Short problem a: Find every row below that contains the string "chest", matching case exactly, and copy each such row in full.

BY DENNIS SALAZAR
We Have Met the Enemy, and He Is Us
Considering the surge in public awareness and all the media attention on our fragile environment, you may find this fact astounding – it is estimated that only about 30% of the waste able to be recycled, actually is.
Why don’t more people recycle their recyclable waste? The answer is as simple: because they don’t have to.
When I’m in mixed company or in the presence of young children, I refer to these non-recyclers as “Landfillers”. The Landfillers choose not to recycle because there is no immediate, short-term benefit to them, and absolutely no penalty for not complying.
I suspect the 30% figure varies greatly from one town or state to another. I am certain the actual percentage in my area is far less because of the Landfillers. In Southern California and other areas, recycling with meticulous sorting is required, but in our suburban Chicago village, we have no recycling regulations whatsoever. As a result, I would estimate the number of households on our street that do not use their recycling bin is probably close to 50%. What do the Landfillers do with their village-issue recycling bins? My best guess is the bins are used as step stools or toy bins, or got tossed in the trash and now gather dust in … the landfill.
I have seen how the Landfillers operate. On more than one occasion I have heard the sounds of metal and glass clanging against each other as their plastic bag lands on the driveway on garbage day. Why do I take the time and make the effort to remove the polyethylene dispenser panel on a depleted box of facial tissue when down the street, someone obviously in the computer business routinely throws out outdated and broken computers and monitors? Why do the waste haulers accept that type of electronic waste that is certain to poison our landfills?
America: Dumping Ground for the World
As if the recycling negligence of the Landfillers weren’t bad enough, it is made even worse by the fact that more and more, we are landfilling the world’s garbage.
Consider this. It was recently reported that 80% of all toys sold today in the US come from China. Anyone with children knows the relatively short life span of a toy. Most of them will eventually - and probably sooner than later - wind up as trash along with the packaging they came in. Whether it is toys, plastic bags, steel shelving, or lawn furniture, more and more of it is coming here from overseas. Among the problems not discussed with regard to our diminishing manufacturing based is the strain all these imports put on our garbage disposal resources.

Raw data:
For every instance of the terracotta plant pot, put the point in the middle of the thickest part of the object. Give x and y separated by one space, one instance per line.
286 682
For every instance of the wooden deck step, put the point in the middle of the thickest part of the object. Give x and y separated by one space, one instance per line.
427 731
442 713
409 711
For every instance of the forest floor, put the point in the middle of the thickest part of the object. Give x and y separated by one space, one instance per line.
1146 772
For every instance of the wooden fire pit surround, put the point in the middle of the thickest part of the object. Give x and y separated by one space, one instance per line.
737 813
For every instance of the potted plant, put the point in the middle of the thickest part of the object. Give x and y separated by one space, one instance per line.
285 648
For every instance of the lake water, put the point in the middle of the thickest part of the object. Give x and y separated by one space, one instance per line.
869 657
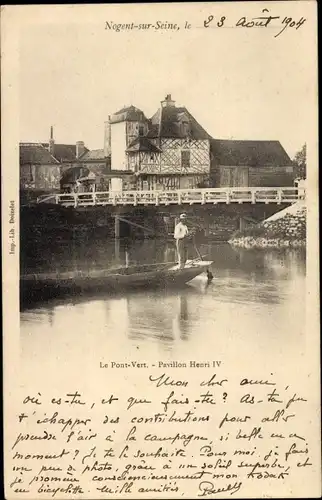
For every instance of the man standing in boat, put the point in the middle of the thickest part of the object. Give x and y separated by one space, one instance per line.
181 236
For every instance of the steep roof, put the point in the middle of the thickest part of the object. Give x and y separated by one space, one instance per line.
166 123
128 113
36 154
94 154
142 144
250 153
64 152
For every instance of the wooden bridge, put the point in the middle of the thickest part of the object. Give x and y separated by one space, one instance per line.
211 196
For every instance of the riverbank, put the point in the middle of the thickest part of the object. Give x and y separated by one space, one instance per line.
286 228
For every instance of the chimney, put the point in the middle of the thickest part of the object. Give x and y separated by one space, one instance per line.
51 145
168 102
80 148
107 137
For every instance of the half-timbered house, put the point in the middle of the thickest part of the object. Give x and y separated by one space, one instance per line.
169 151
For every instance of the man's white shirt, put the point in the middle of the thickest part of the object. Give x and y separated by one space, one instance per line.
180 231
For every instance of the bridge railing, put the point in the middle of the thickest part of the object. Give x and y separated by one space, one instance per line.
179 197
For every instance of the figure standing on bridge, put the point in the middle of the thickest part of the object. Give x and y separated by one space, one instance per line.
181 236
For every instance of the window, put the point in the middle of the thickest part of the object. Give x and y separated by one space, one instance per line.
185 158
185 128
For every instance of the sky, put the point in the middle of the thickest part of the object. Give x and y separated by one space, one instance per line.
242 84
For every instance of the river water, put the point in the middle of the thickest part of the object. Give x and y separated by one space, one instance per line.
254 305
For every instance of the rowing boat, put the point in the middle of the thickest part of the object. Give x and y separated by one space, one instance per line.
43 286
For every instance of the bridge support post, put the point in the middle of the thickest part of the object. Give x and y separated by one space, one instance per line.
242 224
117 227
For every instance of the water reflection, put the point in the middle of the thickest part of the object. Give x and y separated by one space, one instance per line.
256 301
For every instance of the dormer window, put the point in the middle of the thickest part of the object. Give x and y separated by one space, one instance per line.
185 128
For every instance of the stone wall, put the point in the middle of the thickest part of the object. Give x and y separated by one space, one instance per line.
284 229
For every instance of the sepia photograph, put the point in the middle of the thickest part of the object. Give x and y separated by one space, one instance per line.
166 168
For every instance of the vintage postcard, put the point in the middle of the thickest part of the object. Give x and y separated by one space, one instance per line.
160 250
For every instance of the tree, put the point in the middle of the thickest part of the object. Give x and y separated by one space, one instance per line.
300 163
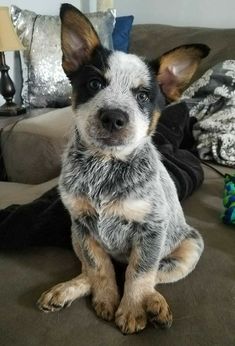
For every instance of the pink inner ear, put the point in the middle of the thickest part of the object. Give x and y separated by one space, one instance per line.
75 48
167 79
179 67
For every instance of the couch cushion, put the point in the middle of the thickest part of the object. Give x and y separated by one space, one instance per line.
32 149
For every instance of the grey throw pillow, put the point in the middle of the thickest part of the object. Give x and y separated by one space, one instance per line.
44 81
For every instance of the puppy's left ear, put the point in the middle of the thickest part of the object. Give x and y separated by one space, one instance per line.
78 38
175 68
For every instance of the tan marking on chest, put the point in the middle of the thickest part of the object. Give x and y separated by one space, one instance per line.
130 209
78 205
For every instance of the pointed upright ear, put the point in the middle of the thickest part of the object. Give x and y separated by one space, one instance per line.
175 68
78 38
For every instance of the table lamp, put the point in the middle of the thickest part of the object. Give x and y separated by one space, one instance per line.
9 41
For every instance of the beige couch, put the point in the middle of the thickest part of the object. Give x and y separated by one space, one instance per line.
203 304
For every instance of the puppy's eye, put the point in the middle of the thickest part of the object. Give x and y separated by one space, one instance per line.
95 85
142 97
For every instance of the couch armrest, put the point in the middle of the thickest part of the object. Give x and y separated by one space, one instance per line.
32 148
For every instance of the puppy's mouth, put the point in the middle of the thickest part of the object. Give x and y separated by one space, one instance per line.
110 141
111 128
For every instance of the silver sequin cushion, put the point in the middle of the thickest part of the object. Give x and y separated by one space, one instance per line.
44 81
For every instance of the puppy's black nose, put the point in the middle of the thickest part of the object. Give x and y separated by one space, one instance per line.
113 119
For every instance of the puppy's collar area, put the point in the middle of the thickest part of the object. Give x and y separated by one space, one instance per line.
120 153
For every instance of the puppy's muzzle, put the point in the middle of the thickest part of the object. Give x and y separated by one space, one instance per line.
113 120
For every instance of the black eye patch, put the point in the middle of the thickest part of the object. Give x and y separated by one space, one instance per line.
145 97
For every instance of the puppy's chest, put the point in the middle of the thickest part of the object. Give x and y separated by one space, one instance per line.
112 221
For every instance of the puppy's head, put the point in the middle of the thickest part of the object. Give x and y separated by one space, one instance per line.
118 97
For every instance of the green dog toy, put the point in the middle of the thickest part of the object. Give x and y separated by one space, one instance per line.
228 216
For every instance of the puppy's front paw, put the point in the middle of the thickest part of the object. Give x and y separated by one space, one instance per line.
63 294
105 304
130 320
158 310
55 299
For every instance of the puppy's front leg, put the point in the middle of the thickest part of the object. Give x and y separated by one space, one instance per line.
98 267
140 300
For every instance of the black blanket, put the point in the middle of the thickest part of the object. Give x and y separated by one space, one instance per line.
45 221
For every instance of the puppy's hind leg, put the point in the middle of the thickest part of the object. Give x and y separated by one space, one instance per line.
63 294
182 260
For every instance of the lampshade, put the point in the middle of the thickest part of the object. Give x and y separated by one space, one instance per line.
8 38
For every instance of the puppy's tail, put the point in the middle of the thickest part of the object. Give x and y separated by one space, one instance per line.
182 260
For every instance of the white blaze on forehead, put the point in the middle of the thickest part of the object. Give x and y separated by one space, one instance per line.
127 70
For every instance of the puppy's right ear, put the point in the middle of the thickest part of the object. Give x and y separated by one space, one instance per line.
78 38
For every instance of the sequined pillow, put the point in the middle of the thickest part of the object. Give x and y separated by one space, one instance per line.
44 81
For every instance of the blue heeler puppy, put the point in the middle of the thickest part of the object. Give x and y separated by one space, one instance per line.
122 201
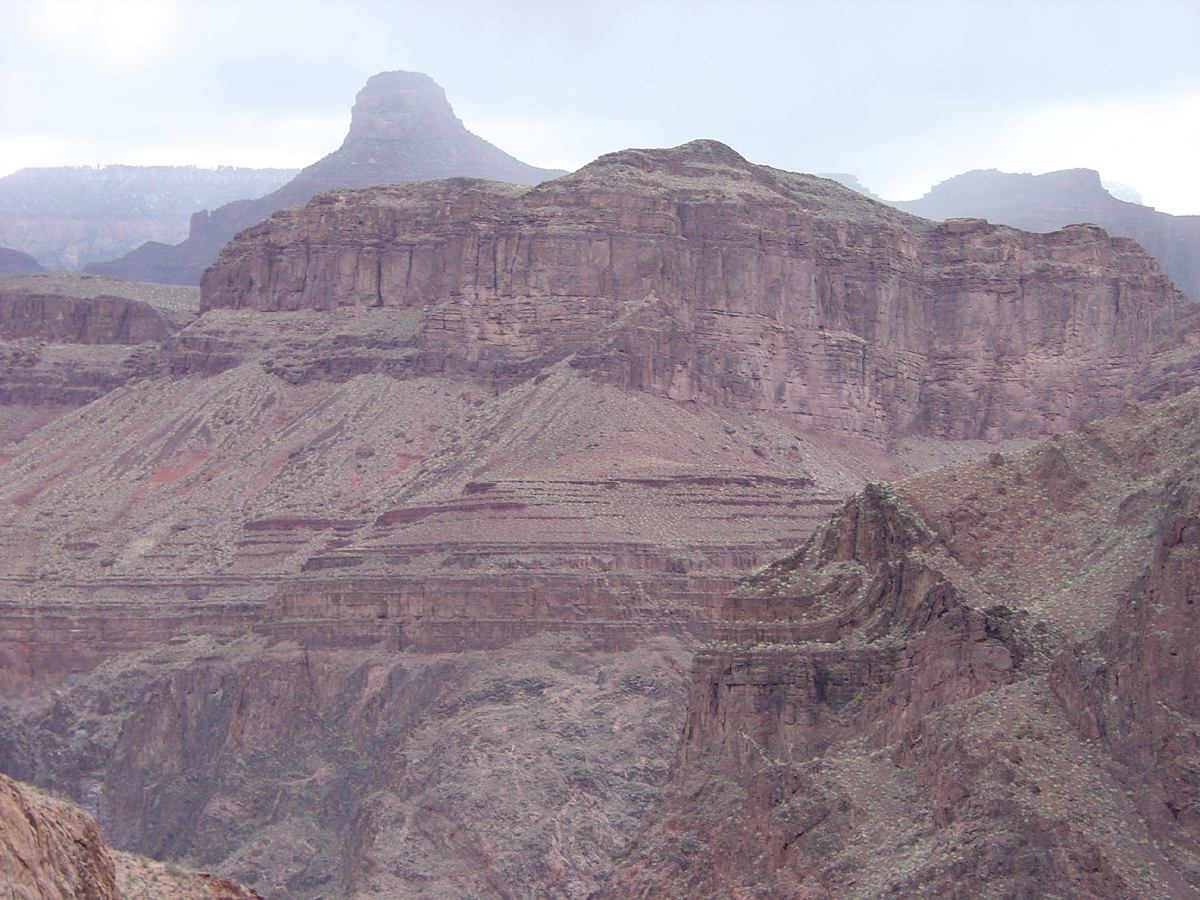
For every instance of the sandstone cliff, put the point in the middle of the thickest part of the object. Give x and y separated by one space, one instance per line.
70 216
973 683
49 851
402 129
15 261
694 275
1049 202
383 574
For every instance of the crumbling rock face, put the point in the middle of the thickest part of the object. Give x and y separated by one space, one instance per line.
697 276
402 129
49 851
973 683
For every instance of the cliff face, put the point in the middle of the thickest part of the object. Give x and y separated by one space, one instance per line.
977 682
697 276
383 574
1056 199
70 216
402 129
49 851
13 261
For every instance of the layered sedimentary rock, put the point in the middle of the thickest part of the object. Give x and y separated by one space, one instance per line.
66 340
694 275
402 129
15 261
977 683
1049 202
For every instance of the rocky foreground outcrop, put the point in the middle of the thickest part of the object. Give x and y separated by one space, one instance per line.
979 682
694 275
49 851
402 129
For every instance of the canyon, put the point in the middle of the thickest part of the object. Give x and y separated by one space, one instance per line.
402 129
1049 202
66 217
977 682
379 565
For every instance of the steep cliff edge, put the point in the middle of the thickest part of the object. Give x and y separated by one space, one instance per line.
69 216
357 592
49 851
402 129
695 275
975 683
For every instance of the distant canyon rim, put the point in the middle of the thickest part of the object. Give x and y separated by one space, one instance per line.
462 538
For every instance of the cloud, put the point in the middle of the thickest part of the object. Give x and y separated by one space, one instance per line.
898 93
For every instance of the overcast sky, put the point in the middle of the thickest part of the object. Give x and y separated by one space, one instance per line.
900 94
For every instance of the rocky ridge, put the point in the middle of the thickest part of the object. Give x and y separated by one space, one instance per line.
402 129
66 217
1049 202
972 683
435 498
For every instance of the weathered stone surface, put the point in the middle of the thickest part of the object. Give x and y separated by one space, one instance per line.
973 683
357 599
697 276
402 129
1056 199
15 261
49 851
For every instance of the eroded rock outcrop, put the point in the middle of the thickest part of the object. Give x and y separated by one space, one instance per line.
49 851
383 574
1049 202
978 682
402 129
694 275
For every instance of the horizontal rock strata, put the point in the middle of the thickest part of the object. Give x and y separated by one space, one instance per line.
697 276
975 682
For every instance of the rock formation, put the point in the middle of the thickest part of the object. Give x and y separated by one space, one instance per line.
49 851
70 216
13 261
697 276
978 682
402 129
383 574
1056 199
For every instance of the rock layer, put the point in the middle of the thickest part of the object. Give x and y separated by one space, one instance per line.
402 129
694 275
975 683
1049 202
49 851
382 575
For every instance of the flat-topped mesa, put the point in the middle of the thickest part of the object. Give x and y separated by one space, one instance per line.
699 276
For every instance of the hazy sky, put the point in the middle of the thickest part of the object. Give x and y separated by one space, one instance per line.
900 94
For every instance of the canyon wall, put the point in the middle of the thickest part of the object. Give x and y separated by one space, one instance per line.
383 571
697 276
70 216
977 682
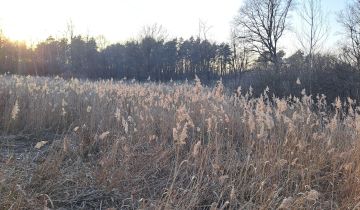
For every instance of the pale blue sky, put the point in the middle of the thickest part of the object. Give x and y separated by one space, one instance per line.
120 20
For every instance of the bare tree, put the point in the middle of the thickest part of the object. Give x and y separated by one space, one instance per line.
350 20
204 29
155 31
264 22
314 28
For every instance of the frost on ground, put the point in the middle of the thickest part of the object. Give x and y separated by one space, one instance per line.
107 144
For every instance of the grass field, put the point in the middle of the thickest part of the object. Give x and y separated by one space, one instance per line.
124 145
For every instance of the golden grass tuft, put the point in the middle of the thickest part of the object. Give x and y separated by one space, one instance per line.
176 146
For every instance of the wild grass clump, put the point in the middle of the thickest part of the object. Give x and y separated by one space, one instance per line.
176 146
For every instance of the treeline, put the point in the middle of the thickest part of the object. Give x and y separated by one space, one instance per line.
149 57
251 58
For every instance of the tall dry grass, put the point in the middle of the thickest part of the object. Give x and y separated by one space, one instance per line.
176 146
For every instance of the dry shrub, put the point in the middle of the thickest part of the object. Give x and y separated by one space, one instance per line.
177 146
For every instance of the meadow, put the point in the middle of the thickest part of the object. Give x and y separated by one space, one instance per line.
77 144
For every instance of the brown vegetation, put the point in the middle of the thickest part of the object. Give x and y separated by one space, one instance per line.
175 146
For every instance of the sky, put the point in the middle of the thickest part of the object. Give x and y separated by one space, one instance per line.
121 20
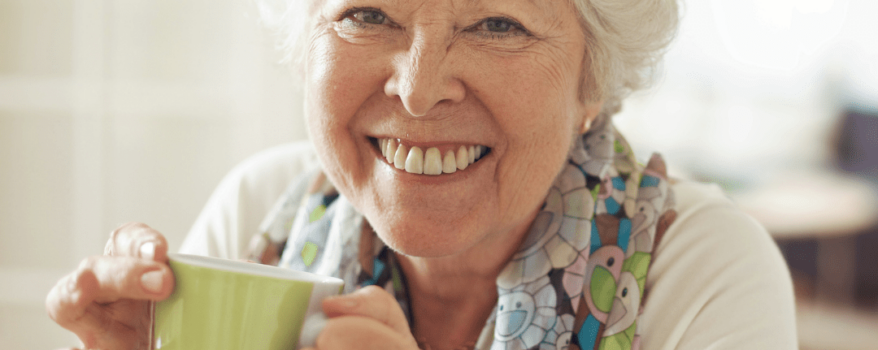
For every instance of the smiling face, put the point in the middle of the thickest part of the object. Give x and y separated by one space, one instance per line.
450 78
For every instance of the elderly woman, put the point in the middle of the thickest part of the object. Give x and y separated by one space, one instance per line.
466 181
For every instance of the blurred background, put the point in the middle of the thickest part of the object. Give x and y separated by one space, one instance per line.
133 110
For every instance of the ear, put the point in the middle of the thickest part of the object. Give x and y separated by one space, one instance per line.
590 112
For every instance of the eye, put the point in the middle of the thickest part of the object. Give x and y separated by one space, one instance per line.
497 25
500 27
366 16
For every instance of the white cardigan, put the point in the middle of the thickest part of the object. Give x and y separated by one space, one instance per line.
718 280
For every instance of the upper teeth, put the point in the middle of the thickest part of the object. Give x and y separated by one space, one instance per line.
414 160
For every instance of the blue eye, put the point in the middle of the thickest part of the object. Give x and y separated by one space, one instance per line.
371 17
365 16
497 25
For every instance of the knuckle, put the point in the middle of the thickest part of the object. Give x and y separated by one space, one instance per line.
84 277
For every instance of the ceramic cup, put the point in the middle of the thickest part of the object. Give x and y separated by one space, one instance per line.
230 305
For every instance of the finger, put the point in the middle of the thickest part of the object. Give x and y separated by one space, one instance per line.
137 239
105 279
359 332
372 302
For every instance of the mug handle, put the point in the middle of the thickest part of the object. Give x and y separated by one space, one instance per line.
311 329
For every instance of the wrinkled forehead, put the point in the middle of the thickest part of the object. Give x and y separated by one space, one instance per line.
539 7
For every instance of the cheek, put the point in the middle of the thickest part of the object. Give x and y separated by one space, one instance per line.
533 101
338 82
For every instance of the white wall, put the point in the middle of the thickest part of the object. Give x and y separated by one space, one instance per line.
116 111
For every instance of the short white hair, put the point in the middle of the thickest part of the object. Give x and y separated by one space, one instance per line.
625 41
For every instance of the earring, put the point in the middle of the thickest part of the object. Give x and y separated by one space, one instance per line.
586 126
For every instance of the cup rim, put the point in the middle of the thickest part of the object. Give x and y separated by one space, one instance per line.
254 269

Short problem b: Pick up the recycling essay above where it stops and keep writing it.

Task response a:
For every instance of the tan marking on chest, put the point in the middle of the thickest part of the object. Give x and y separated by one space, one instance per line.
For every instance of the puppy's chest, put the point in the middle of the thickest part of the object. Give x and y separated by one space, one instance per line.

Task response b:
Government Fiddles while America Dumps
Where is our government in all this mess they have allowed us to create? While I have no desire to see government, local or otherwise, getting any more involved in our daily lives than they already are, the Landfillers will never do the right thing until they are forced to. Considering the well-developed governmental tax reflex, I am amazed that revenue hungry municipalities have not figured out that forcing and enforcing recycling is a fertile field for funds. More perplexing still, in this political season, why isn’t waste a hot campaign issue? Why doesn’t a presidential candidate have the vision and guts to address it and be the leader we so desperately need? I guess expounding on global warming receives more headlines than waste and recycling.
How to Stop the Landfillers
One of my favorite people often uses a common adage, “many hands make light work”. In few areas is it truer than on the issue of waste and the environment. We can all do a little or eventually we will all be forced to do a lot more. The trend and direction are becoming more obvious every day and they include:
• Taxes on packaging;
• Fees and taxes on waste; and,
• Outlawing or prohibiting specific materials and forms of packaging.
At least in this one area of recycling, we can indeed legislate morals but until then, we have to assume much of the products and packaging we provide will not be recycled. Those of us in the packaging industry have a responsibility to minimize packaging and engineer more sustainable solutions. I believe we are in the process of developing the technology to save the earth from packaging. Now, we simply need to save the earth from the Landfillers who weekly, on every trash day say, “We simply don’t care”.
By the way, anyone who thinks this focus on consumer waste lets industry of the hook, think again. Some of the greatest Landfillers I have met are companies who unintentionally create much more waste than they realize with secondary packaging.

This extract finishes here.